## What to work on:
• 1. Name every conduit the catalyst passage below identifies by reference number.
• 2. Reproduce the listing that follows the catalyst passage, line for line.

## Source passage:
++++++++++
Catalyst particles separated from hydrocarbon vapors in cyclone
separators 40 are conveyed by diplegs 60 to a collected dense fluid
bed of catalyst 28 therebelow.
The catalyst employed in the processing sequence of the present
invention is a dual cracking component catalyst comprising a ZSM-5
type of crystalline aluminosilicate as one of the cracking
components. The other cracking component of the composition is
preferably a faujasite type of zeolite with the Y type being
preferred. To take full advantage of the conversion potential of
the ZSM-5 type of crystalline zeolite in the catalyst mixture, a
light hydrocarbon feed is introduced by conduit 62 to a lower
portion of the dense fluid bed of catalyst 28 and above the
catalyst entrance to a catalyst stripping zone therebelow. The
light hydrocarbon feed may be a mixture of C.sub.1 -C.sub.3
hydrocarbons alone or in combination with a light naphtha boiling
range material. In the dense fluid bed 28 and riser 24, utilization
of the ZSM-5 type catalyst component is particularly promoted and
this is enhanced by maintaining the catalyst bed, for example, at a
temperature in the range of from about 500.degree.F. up to about
900.degree.F. The fluid bed of catalyst 28 is caused to move
generally downwardly into and through a catalyst stripping zone in
countercurrent contact with stripping gas such as steam introduced
to a lower portion thereof by conduit 64. Stripped hydrocarbon
products and stripping gas are removed from the upper portion of
fluid bed 28 and pass through one or more cyclone separators
represented by separator 66. Separated catalyst is returned to the
catalyst bed as by dipleg 68 with the separated vaporous material
passing into a plenum chamber 70 from which the vapors are
withdrawn by conduit 44.
++++++++++
## Excerpted data:
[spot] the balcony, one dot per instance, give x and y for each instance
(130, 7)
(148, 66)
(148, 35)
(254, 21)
++++++++++
## The solutions:
• 1. Conduit 62, conduit 64, conduit 44

• 2.
[spot] the balcony, one dot per instance, give x and y for each instance
(130, 7)
(148, 66)
(148, 35)
(254, 21)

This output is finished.